« Son nom chante comme sa musique » : c’est ainsi que le décrivait un personnage illustre (trouvez lequel – ceux qui me donnent la bonne réponse auront un cadeau de Noël, une orange ou une boîte de tripoux par exemple !) à propos de Joseph Canteloube.
Quand on s’appelle Canteloube, il est difficile d’imaginer une origine bretonne ou alsacienne. En effet, Joseph Canteloube est né en 1879 en Ardèche, d’une mère cévenole et pianiste et d’un père auvergnat et banquier.
Il commence la musique très jeune, formé au piano par une vieille dame, Amélie Doetzer qui dira-t-il avec imagination « avait été l’élève chérie – et même plus que cela – de Chopin ». A huit ans, il débute l’apprentissage du violon. Son bac en poche (à l’époque 1% d’une classe d’âge l’obtenait), il devient banquier, métier qu’il abandonne rapidement pour se consacrer à la musique. En 1901, il se marie et devient l’élève de Vincent d’Indy (1851-1931), d’abord par correspondance, puis à la Schola cantorum de Paris. Là, il se lie d’amitié avec Déodat de Séverac – qui devrait bientôt faire le sujet d’une notice sur Artetvia.

Travail demandé:
1. Répondez à ces questions sur l'extrait sur Joseph Canteloube.
(a) En quelle année et dans quel département Joseph Canteloube est-il né ?
(b) À quel âge commence-t-il l'apprentissage du violon ?
(c) Avec qui se lie-t-il d'amitié à la Schola cantorum de Paris ?
2. Reprenez l'extrait sur Joseph Canteloube après sa dernière phrase et rédigez la suite.
Ce matériel n'a aucun lien avec l'extrait sur Joseph Canteloube.

(Extraits d'un jeu de données d'annotation de lieux)

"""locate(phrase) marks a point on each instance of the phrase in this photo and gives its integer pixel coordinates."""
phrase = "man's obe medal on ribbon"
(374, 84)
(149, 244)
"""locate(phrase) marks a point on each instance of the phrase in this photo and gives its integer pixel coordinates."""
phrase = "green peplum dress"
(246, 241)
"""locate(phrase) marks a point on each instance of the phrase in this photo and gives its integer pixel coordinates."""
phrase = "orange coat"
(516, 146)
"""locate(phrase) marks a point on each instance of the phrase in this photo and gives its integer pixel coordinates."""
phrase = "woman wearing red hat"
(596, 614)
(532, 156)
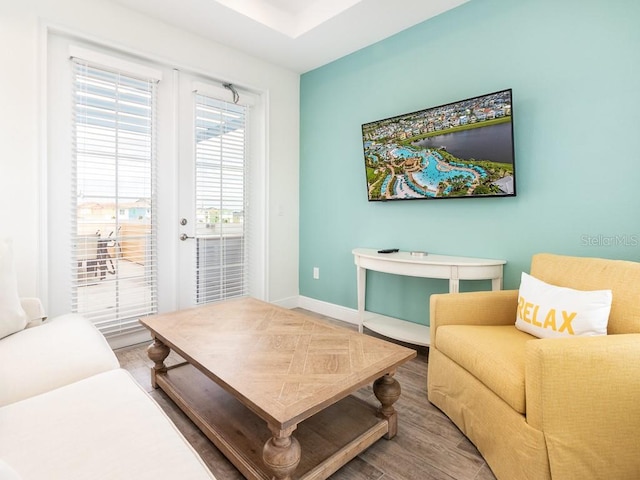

Résultats par tâche:
1.
(a) En 1879, en Ardèche.
(b) À huit ans.
(c) Avec Déodat de Séverac.

2.
Ces premières œuvres sont tout à fait de son époque : une Suite pour piano et violon, un Colloque sentimental (tout un programme). Son premier poème symphonique, Vers la Princesse lointaine, est donné au Châtelet en 1912.
Dans les années 30, il répond à la commande d’Etienne Clémentel, président socialiste de l’assemblée départementale du Puy-de-Dôme, en composant un Hymne des Gaules et un drame lyrique Vercingétorix.
Pendant la guerre, il produit des émissions radiophoniques de chants folkloriques et écrit dans l’Action Française, toujours sur ce thème. En 1949, il publie une Anthologie des chants populaires français. Il meurt en 1957. Voilà pour le personnage.
Si vous avez bien suivi, Joseph Canteloube est à la fois compositeur et folkloriste.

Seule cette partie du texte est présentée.